**EXERCISE GOAL:** Report each line in the records below that contains the string "leafy".

**EXCERPTED DATA:**

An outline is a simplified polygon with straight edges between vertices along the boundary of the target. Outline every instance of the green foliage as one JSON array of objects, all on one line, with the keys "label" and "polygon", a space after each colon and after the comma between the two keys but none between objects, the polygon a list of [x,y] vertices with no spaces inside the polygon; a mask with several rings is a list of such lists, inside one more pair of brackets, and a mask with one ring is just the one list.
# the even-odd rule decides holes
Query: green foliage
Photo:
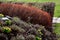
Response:
[{"label": "green foliage", "polygon": [[0,14],[0,18],[2,18],[2,17],[4,17],[4,15],[1,13],[1,14]]},{"label": "green foliage", "polygon": [[6,20],[5,23],[6,23],[6,25],[11,25],[12,22],[11,22],[11,20]]},{"label": "green foliage", "polygon": [[36,36],[36,40],[42,40],[40,37]]},{"label": "green foliage", "polygon": [[2,27],[2,29],[3,29],[3,32],[5,32],[5,33],[11,32],[11,28],[9,28],[9,27]]}]

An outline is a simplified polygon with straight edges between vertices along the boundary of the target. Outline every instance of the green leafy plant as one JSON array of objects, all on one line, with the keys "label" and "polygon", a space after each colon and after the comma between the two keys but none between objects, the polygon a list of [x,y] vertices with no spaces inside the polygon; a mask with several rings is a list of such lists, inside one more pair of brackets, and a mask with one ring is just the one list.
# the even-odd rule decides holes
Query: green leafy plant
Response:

**WRITTEN RESPONSE:**
An outline is a simplified polygon with straight edges between vertices along the boundary of the target. Outline every instance of the green leafy plant as one JSON array of objects, all on one line, with the keys "label" and "polygon", a space after each colon and after the comma between the two keys but none between objects, the polygon a list of [x,y] vertices with no spaces inside the polygon; a mask with several rings is a list of such lists, inside one more pair of brackets, and a mask with one ring is just the one list.
Query: green leafy plant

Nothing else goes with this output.